## Work to complete
Leave every image out, and return the rest of the data word for word.

## Dataset excerpts
════════════════════

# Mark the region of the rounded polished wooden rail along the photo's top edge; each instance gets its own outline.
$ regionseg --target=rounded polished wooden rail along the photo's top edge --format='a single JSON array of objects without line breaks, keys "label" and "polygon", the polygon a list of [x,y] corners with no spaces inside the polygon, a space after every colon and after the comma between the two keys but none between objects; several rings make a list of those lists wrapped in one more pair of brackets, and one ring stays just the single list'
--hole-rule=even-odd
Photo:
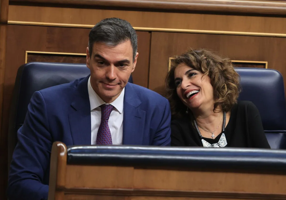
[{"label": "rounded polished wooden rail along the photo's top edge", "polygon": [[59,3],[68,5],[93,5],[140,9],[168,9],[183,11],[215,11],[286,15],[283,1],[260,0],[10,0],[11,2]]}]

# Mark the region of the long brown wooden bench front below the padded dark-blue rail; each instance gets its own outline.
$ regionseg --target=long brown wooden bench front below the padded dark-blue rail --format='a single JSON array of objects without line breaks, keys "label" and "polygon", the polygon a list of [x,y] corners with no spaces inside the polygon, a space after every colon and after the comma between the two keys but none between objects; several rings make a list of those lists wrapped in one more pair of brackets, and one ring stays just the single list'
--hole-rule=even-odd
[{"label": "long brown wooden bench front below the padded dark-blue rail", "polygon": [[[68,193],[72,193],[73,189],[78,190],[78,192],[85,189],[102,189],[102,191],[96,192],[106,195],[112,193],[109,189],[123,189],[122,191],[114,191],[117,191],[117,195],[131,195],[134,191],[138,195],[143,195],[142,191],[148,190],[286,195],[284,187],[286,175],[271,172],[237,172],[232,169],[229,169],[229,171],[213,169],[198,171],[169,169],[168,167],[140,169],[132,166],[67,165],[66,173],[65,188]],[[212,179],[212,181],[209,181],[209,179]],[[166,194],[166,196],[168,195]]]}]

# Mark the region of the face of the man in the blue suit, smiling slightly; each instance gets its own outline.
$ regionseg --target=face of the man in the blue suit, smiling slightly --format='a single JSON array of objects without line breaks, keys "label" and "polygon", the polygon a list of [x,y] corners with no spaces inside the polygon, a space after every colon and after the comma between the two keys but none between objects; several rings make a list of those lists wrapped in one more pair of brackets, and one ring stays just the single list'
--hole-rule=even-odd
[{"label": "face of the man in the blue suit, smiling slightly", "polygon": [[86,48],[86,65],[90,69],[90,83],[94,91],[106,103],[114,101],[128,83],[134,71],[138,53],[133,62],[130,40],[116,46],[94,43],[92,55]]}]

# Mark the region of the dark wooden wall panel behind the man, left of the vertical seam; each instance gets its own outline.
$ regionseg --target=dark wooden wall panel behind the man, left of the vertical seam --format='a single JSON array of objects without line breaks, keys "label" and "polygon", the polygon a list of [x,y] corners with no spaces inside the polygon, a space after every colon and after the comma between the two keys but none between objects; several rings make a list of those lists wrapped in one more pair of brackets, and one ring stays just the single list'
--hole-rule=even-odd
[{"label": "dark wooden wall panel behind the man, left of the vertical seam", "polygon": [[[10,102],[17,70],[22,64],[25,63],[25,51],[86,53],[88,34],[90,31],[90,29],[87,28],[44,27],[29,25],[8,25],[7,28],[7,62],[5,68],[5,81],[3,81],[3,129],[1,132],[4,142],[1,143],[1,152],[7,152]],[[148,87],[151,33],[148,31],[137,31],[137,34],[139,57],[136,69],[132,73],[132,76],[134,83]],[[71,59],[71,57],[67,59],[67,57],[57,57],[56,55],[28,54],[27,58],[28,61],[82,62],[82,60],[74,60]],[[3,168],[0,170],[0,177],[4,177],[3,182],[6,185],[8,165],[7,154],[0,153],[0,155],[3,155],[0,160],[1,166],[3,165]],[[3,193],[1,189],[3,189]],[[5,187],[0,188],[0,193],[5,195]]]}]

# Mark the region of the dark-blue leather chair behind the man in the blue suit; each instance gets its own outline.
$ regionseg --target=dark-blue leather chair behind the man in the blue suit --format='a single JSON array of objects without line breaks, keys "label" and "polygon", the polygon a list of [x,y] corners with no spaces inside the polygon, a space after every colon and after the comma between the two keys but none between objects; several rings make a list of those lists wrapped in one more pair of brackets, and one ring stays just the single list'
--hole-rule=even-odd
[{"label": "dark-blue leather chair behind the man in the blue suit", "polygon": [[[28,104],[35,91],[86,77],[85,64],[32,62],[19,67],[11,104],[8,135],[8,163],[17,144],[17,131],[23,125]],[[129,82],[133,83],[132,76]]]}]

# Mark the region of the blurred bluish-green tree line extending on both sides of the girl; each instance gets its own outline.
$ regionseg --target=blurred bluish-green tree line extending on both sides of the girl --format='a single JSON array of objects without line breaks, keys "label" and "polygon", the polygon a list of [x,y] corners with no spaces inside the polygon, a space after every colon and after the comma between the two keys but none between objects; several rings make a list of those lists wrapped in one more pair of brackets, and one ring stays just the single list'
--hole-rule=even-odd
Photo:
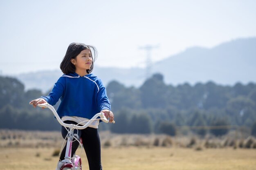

════════════════════

## Response to the task
# Mark the region of the rounded polished wooden rail along the photo's top edge; each instance gets its own outline.
$ regionseg --target=rounded polished wooden rail along the photo's top edge --format='a single JSON array of objects without line breaks, keys "label" and "polygon", the polygon a list of [x,y] corners with no spaces inside the polygon, a space after every colon and after the comma between the two keys but none between objects; several rings make a list of those lists wrapped in one more pair of brackets, and one ring stays just the single list'
--hole-rule=even-odd
Photo:
[{"label": "rounded polished wooden rail along the photo's top edge", "polygon": [[59,3],[68,5],[93,5],[140,9],[168,9],[183,11],[215,11],[286,15],[283,1],[260,0],[10,0],[11,2]]}]

# Mark the region of the long brown wooden bench front below the padded dark-blue rail; each instance gets its own outline.
$ regionseg --target=long brown wooden bench front below the padded dark-blue rail --format='a single JSON array of objects without line breaks, keys "label" and "polygon", the polygon a list of [x,y] corners with no spaces inside the polygon, a space after every colon and after the comma between the two keys but none between objects; several rings make a list of those lists wrapped in one more pair of brackets, and one ring stays just the single list'
--hole-rule=even-odd
[{"label": "long brown wooden bench front below the padded dark-blue rail", "polygon": [[[68,193],[72,193],[73,189],[78,190],[78,192],[85,189],[102,189],[102,191],[96,192],[106,195],[112,193],[109,189],[123,189],[122,191],[114,191],[117,191],[117,195],[131,195],[134,191],[138,195],[143,195],[142,191],[148,190],[286,195],[284,187],[286,175],[271,172],[237,172],[232,169],[229,169],[229,171],[213,169],[198,171],[169,169],[168,167],[140,169],[132,166],[67,165],[66,173],[65,188]],[[212,179],[212,181],[209,181],[209,179]],[[166,194],[166,196],[168,195]]]}]

# Mark the region of the face of the man in the blue suit, smiling slightly; each instance gets its own outline.
$ regionseg --target=face of the man in the blue suit, smiling slightly --format='a single JSON array of objects without line breaks, keys "label" and "polygon", the polygon a list of [x,y] corners with no spaces inside the polygon, a space after every colon and after the comma between the two keys but none between objects; several rings make a list of those lists wrapped in one more pair of brackets, and one ring stays just the single list'
--hole-rule=even-odd
[{"label": "face of the man in the blue suit, smiling slightly", "polygon": [[86,48],[86,65],[90,69],[90,83],[94,91],[106,103],[114,101],[128,83],[134,71],[138,53],[133,62],[130,40],[116,46],[94,43],[92,55]]}]

# Mark the region of the dark wooden wall panel behind the man, left of the vertical seam; each instance gets its own outline.
$ regionseg --target=dark wooden wall panel behind the man, left of the vertical seam --format='a single JSON array of objects without line breaks, keys "label" and "polygon", the polygon a list of [x,y] corners with no spaces inside the polygon, a space after every colon and after the comma between the two keys but none between objects; several rings make a list of those lists wrapped in one more pair of brackets, and one ring stays just the single list'
--hole-rule=even-odd
[{"label": "dark wooden wall panel behind the man, left of the vertical seam", "polygon": [[[10,102],[17,70],[22,64],[25,63],[25,51],[86,53],[88,34],[90,31],[90,29],[87,28],[44,27],[29,25],[8,25],[7,28],[7,62],[5,68],[5,81],[3,81],[3,129],[1,132],[4,142],[1,143],[1,152],[7,152]],[[148,87],[151,33],[148,31],[137,31],[137,34],[139,57],[136,69],[132,73],[132,76],[134,83]],[[71,59],[71,57],[67,59],[67,57],[57,57],[56,55],[28,54],[27,58],[28,61],[82,62],[82,60],[74,60]],[[3,168],[0,170],[0,177],[4,177],[3,182],[6,185],[8,165],[7,154],[0,153],[0,155],[3,155],[0,160],[1,166],[3,165]],[[3,193],[1,189],[3,189]],[[5,187],[0,188],[0,193],[5,195]]]}]

# Mark the region of the dark-blue leather chair behind the man in the blue suit; each instance gets its own outline.
$ regionseg --target=dark-blue leather chair behind the man in the blue suit --format='a single JSON array of objects without line breaks, keys "label" and "polygon", the polygon a list of [x,y] corners with no spaces inside the polygon, a space after every colon and after the comma between the two keys but none between objects; several rings make a list of those lists wrapped in one more pair of brackets, and one ring stays just the single list'
--hole-rule=even-odd
[{"label": "dark-blue leather chair behind the man in the blue suit", "polygon": [[[28,104],[35,91],[86,77],[85,64],[32,62],[19,67],[11,104],[8,135],[8,163],[17,144],[17,131],[23,125]],[[129,82],[133,83],[132,76]]]}]

# Mark the region of the blurred bluish-green tree line extending on both sides of the girl; each instance gets its own outline.
$ regionseg --target=blurred bluish-green tree line extending on both sides of the girl --format='a single JSON array of objects without line breaks, keys "label" and "polygon", the polygon a list of [x,y] corners with no spaces inside the polygon, a space after every colon and after the comma between the two keys but none between objects; several rings make a list of those lists wrapped in one more pair of brackets, and one ring stays just the single list'
--hole-rule=even-odd
Photo:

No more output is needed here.